##### PROVIDED DATA
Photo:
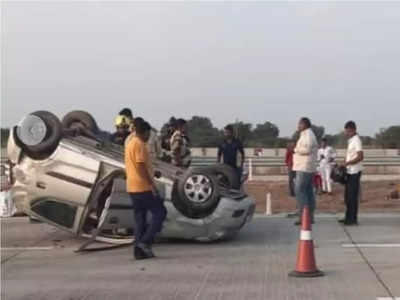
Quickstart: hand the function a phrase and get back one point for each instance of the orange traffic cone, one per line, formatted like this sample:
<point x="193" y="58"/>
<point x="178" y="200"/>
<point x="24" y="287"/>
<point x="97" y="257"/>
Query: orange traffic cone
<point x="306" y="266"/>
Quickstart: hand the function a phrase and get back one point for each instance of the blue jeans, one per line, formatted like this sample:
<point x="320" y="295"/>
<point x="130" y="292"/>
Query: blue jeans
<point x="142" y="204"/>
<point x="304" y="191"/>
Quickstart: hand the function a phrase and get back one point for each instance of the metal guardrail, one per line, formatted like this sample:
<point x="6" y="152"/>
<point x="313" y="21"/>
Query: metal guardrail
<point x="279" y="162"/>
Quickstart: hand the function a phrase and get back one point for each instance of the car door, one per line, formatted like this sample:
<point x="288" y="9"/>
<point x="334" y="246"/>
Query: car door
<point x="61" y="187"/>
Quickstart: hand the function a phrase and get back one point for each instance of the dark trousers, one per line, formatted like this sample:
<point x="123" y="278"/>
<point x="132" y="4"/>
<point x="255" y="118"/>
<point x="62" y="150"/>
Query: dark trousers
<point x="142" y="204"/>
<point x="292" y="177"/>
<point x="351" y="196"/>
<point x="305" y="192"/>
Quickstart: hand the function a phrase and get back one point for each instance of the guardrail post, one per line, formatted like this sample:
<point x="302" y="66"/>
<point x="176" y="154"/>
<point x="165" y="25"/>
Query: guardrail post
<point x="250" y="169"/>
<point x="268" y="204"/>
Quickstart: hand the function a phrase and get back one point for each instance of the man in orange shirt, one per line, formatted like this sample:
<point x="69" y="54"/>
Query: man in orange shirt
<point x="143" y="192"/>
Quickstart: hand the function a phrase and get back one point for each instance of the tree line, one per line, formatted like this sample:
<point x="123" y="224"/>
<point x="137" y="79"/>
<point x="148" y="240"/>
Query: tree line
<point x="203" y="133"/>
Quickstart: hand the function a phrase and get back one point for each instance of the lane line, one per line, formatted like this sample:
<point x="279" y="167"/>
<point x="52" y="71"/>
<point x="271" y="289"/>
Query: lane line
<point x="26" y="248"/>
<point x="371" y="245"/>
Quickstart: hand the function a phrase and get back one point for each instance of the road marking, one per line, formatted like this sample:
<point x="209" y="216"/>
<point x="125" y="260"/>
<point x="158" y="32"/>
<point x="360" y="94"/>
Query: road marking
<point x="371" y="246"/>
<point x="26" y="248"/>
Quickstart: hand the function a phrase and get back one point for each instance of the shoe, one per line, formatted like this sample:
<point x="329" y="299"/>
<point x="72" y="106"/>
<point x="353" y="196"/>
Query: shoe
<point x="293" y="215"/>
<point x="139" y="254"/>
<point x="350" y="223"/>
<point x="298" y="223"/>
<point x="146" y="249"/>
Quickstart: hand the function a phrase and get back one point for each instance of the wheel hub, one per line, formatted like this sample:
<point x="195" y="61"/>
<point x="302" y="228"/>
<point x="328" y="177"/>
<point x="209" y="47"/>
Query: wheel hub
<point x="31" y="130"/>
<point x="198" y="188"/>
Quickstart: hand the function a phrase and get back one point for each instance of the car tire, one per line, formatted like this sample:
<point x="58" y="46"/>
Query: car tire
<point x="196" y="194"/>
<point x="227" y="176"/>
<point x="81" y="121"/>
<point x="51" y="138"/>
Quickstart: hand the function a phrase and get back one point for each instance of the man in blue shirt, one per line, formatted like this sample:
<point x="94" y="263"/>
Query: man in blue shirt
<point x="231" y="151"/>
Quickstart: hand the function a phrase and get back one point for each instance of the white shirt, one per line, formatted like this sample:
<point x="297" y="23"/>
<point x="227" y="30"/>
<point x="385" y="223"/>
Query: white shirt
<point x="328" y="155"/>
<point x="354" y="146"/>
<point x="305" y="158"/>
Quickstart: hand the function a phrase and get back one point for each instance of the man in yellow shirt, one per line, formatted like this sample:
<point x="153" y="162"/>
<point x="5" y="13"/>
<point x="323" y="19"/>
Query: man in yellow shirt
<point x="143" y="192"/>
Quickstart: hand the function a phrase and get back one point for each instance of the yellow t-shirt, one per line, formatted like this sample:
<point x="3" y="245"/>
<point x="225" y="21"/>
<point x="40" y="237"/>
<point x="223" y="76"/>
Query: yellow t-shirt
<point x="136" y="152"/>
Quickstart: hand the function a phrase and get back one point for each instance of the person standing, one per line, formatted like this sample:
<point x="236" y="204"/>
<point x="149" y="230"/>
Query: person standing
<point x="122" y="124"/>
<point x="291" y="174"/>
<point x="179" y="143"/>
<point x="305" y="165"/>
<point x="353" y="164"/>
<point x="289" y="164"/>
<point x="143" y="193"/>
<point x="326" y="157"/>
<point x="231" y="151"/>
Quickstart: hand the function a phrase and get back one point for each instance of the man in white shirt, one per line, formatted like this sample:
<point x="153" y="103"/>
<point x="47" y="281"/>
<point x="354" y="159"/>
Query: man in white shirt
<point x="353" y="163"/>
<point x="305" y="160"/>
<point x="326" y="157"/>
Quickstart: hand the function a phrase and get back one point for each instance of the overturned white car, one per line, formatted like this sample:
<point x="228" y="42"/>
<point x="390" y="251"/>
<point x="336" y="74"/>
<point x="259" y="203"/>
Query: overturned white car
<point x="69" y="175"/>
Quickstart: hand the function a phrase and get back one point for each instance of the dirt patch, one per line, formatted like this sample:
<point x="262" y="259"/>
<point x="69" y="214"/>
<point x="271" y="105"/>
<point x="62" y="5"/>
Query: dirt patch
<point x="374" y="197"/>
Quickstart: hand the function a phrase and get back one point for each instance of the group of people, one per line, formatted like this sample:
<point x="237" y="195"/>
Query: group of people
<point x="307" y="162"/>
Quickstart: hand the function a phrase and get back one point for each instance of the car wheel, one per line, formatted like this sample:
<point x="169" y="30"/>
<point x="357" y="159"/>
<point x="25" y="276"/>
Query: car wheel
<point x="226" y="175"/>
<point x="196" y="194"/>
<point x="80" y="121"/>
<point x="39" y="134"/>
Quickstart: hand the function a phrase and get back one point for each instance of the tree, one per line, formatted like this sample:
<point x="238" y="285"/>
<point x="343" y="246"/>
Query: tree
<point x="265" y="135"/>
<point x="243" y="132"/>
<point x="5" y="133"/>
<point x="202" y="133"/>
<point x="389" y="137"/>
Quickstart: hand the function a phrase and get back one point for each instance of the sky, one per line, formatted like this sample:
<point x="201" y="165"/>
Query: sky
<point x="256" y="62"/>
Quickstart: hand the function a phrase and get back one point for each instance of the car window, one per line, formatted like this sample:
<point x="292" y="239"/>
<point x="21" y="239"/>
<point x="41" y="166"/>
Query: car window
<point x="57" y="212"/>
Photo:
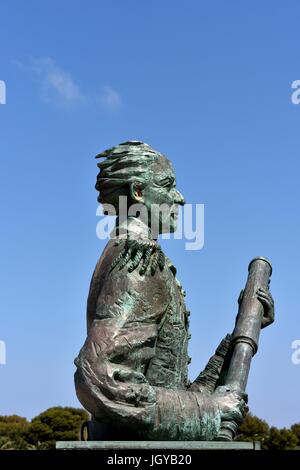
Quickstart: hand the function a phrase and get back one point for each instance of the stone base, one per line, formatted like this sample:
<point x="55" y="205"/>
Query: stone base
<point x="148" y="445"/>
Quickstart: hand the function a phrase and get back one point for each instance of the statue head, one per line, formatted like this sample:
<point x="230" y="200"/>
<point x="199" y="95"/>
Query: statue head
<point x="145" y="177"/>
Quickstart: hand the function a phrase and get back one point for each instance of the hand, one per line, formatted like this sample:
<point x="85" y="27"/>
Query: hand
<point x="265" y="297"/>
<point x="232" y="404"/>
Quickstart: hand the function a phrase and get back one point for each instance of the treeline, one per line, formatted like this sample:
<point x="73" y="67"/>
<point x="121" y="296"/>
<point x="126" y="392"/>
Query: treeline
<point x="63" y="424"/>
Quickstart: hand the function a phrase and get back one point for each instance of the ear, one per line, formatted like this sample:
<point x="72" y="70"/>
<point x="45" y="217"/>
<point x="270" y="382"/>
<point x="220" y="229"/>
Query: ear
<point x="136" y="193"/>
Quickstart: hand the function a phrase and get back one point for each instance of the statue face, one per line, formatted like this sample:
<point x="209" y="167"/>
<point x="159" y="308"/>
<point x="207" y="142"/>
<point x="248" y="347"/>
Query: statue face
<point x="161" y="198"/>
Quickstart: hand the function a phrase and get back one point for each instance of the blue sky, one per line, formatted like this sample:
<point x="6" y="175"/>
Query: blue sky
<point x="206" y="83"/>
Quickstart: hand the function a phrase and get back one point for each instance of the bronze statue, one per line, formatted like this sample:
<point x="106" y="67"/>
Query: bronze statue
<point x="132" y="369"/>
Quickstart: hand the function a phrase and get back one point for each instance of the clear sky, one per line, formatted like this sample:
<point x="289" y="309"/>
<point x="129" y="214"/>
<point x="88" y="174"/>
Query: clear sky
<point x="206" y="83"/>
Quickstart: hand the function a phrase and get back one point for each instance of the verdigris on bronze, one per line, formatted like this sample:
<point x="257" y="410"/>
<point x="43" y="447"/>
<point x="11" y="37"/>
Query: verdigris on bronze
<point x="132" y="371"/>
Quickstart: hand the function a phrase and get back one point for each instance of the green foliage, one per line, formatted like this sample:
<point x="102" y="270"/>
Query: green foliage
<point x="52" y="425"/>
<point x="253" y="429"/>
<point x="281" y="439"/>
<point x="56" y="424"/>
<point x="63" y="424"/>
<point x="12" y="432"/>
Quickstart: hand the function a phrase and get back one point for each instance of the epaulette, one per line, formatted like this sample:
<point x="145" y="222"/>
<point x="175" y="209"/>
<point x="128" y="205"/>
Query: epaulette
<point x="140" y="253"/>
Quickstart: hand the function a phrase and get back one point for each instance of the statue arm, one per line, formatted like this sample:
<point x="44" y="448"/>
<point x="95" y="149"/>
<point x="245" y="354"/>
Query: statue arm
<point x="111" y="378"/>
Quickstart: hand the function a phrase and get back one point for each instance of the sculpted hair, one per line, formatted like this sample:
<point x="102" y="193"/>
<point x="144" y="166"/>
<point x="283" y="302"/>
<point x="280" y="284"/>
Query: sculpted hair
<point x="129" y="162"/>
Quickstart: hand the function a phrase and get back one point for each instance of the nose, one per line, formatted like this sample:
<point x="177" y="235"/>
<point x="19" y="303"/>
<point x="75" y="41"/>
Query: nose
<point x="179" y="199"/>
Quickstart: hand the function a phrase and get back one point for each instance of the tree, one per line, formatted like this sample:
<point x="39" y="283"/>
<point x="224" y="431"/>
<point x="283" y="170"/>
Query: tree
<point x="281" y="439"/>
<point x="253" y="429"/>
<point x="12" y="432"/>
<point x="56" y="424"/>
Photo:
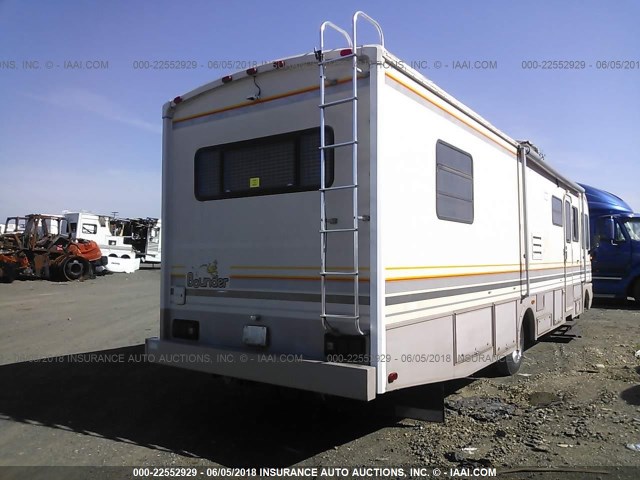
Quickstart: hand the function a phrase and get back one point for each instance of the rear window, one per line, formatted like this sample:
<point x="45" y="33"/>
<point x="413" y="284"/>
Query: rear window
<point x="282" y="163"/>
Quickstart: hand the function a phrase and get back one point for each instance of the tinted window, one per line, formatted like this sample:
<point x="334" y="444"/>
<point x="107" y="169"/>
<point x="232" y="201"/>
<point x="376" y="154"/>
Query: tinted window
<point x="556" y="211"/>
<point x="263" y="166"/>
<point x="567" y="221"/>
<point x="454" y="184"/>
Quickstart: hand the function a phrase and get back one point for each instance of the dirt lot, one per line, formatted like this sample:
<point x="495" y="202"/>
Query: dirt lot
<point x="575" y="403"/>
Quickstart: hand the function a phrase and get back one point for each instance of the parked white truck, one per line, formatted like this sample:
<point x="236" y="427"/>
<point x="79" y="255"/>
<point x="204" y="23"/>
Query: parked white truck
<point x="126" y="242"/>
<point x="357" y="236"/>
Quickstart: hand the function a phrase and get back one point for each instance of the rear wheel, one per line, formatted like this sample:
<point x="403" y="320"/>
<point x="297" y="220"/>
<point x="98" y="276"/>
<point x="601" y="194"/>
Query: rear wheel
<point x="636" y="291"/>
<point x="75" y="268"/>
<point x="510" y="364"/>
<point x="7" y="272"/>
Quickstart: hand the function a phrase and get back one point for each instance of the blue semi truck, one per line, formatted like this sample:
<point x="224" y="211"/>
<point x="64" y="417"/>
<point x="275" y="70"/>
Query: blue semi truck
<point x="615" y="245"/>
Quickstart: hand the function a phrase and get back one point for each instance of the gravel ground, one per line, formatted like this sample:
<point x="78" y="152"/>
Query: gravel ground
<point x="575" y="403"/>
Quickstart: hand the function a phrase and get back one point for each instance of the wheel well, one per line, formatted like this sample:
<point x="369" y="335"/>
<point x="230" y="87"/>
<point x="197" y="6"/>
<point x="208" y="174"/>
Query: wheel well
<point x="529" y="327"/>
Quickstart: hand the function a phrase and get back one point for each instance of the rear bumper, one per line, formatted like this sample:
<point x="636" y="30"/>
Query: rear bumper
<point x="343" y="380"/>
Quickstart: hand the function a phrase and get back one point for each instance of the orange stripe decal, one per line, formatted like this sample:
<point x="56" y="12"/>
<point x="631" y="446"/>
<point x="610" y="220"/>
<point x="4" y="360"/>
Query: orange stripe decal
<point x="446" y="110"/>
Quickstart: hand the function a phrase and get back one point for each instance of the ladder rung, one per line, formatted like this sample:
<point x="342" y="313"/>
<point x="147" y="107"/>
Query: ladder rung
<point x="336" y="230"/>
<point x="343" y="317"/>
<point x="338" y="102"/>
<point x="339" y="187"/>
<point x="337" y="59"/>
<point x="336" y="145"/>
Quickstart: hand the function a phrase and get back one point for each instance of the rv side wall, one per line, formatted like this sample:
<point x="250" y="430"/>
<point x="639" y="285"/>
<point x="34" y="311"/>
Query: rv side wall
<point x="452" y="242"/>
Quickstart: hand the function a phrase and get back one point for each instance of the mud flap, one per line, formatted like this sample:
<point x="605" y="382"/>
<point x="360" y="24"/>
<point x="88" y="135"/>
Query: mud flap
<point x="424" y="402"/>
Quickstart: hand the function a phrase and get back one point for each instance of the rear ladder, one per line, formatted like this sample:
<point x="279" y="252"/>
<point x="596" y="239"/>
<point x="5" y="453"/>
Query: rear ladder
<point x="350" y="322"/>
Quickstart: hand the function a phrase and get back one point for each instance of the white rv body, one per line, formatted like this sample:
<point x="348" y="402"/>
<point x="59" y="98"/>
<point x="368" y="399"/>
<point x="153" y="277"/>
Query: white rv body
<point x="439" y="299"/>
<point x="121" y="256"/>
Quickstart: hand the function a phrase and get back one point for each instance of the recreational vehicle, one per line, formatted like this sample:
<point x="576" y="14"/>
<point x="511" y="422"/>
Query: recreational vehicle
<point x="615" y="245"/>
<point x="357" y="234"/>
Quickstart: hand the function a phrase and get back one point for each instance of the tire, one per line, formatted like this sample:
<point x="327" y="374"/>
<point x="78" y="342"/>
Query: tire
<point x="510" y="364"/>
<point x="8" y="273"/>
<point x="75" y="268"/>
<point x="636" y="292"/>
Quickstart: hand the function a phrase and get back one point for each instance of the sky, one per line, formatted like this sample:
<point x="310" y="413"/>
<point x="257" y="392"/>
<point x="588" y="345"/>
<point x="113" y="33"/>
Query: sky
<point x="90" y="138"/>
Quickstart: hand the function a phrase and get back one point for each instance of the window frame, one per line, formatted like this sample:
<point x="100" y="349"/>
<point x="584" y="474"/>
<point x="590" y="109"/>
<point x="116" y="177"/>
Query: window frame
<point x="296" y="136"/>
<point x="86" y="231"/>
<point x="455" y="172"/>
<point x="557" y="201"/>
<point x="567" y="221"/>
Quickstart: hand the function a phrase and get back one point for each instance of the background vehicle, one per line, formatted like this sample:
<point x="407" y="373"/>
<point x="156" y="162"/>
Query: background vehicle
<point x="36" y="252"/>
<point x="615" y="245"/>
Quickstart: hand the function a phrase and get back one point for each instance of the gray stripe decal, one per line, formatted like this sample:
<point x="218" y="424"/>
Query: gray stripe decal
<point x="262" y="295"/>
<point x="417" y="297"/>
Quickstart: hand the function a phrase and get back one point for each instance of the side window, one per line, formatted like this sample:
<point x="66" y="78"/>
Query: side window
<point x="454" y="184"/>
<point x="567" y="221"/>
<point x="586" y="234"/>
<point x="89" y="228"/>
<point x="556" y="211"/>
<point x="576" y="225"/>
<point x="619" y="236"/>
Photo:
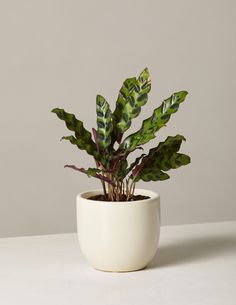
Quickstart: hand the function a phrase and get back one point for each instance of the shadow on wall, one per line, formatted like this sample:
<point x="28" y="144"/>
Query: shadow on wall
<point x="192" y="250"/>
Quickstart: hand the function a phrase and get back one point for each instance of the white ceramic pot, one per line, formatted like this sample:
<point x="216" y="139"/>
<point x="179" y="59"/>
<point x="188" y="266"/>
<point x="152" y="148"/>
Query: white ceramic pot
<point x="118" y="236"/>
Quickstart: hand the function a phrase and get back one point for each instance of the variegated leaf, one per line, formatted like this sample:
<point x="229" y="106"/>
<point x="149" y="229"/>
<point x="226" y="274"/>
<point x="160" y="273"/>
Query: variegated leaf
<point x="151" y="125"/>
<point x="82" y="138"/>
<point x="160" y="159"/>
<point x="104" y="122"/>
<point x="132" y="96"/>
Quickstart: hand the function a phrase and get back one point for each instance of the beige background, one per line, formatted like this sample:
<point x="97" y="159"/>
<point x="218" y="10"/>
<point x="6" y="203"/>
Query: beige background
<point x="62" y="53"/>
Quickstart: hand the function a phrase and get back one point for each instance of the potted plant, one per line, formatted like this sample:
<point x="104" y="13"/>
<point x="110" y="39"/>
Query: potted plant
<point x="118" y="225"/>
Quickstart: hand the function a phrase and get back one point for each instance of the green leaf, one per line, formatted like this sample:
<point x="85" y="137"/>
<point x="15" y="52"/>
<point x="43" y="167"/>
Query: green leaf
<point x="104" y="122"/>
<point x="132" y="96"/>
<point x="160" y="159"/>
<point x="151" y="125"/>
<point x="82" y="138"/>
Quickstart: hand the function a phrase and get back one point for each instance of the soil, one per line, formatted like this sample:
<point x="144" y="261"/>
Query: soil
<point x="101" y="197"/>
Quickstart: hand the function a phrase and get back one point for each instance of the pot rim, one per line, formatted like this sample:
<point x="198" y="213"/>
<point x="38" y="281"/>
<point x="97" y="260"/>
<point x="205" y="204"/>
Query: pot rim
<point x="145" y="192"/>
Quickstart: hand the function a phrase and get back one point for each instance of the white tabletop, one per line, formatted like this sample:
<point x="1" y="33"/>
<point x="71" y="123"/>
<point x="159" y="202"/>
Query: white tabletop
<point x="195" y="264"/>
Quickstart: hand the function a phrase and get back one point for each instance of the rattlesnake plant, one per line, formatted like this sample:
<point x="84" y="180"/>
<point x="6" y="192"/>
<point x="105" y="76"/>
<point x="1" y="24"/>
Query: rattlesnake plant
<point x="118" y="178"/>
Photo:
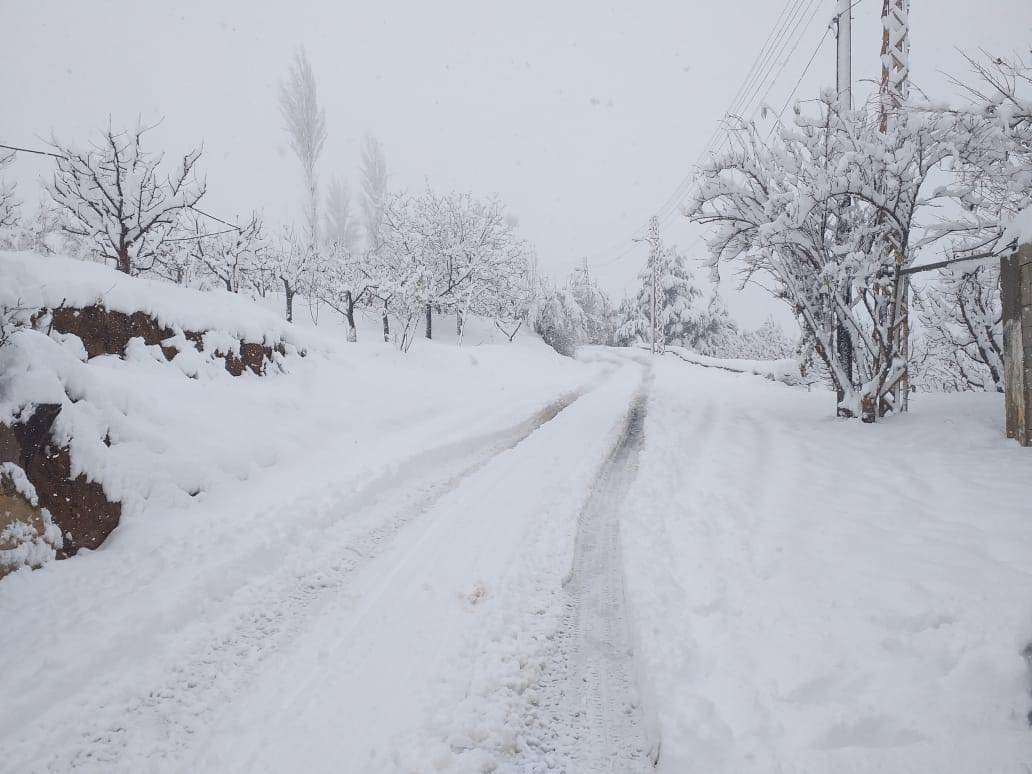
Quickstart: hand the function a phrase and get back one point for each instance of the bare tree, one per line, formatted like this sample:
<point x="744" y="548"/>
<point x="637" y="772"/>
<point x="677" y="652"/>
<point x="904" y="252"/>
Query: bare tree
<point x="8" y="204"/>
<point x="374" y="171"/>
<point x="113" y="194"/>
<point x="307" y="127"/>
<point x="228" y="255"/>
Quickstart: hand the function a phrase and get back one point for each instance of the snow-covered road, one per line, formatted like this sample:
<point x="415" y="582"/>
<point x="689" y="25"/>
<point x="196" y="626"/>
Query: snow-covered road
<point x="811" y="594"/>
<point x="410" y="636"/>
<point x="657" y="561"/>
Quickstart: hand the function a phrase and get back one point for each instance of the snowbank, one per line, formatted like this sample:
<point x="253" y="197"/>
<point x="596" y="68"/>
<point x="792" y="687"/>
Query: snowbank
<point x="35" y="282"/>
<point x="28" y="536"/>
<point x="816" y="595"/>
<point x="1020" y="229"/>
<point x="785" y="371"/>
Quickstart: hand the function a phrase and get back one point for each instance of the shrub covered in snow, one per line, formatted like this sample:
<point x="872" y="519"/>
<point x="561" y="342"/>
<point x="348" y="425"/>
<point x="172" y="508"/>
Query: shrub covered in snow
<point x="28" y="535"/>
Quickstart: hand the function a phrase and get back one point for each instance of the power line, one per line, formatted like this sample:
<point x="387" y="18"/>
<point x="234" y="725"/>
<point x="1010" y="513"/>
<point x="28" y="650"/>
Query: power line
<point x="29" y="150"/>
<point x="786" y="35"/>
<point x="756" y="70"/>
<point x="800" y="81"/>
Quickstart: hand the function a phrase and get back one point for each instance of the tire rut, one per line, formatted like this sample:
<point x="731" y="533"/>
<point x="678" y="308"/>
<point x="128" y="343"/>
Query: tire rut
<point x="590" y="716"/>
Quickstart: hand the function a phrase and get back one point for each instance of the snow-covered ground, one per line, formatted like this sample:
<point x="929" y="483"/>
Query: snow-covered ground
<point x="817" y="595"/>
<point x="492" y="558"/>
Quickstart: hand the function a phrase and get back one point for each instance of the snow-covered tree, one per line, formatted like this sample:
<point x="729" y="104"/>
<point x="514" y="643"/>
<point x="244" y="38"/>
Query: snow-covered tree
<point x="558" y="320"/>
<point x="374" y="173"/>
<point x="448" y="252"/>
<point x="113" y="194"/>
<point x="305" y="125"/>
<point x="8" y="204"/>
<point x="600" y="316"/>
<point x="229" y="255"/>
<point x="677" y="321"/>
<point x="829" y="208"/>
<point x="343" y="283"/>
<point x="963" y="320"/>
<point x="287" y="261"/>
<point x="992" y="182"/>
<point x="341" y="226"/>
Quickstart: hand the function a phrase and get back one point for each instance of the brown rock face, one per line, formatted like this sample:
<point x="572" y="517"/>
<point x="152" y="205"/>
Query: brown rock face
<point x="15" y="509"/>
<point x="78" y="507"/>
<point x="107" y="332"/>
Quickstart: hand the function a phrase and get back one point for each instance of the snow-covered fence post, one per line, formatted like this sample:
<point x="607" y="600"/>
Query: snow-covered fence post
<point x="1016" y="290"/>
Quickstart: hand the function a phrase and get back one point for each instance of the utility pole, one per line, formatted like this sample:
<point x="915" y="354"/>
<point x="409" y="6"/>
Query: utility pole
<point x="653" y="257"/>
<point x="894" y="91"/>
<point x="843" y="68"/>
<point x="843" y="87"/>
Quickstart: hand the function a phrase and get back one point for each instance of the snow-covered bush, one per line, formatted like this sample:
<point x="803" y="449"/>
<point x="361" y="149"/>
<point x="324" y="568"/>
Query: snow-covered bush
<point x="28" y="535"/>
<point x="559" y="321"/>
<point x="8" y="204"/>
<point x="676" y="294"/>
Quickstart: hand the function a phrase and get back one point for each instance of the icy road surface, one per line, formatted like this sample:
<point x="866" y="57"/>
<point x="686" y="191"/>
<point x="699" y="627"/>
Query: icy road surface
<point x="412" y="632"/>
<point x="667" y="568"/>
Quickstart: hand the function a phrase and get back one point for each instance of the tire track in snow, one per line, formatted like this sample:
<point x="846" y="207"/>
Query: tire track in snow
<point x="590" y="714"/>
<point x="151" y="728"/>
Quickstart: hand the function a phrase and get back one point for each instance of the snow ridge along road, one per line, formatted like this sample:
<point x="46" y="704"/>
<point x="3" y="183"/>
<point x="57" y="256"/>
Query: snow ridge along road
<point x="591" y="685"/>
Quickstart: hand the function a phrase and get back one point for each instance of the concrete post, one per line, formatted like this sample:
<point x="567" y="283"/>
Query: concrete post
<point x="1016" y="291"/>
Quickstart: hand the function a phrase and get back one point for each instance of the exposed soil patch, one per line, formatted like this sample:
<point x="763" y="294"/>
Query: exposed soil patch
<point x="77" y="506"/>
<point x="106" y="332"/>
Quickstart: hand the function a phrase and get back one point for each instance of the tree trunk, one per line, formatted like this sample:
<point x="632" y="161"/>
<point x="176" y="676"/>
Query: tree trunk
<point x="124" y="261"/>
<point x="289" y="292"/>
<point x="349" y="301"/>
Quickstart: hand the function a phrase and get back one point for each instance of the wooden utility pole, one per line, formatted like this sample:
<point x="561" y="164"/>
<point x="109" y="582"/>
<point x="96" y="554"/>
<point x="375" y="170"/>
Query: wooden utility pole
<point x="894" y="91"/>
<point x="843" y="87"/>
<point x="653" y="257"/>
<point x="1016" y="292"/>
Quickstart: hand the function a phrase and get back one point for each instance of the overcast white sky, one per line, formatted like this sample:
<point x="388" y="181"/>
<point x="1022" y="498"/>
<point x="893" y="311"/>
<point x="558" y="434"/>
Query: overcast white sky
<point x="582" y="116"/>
##########
- _PROBLEM_
Exactly and only the lines from the line containing "of the overcast" through the last line of the entries should be copied, both ends included.

- _THE ANSWER_
Quickstart: hand the function a phrase and get back one point for each instance of the overcast white sky, one per line, formatted like this sample:
<point x="388" y="181"/>
<point x="1022" y="498"/>
<point x="893" y="311"/>
<point x="558" y="434"/>
Query: overcast white sky
<point x="582" y="116"/>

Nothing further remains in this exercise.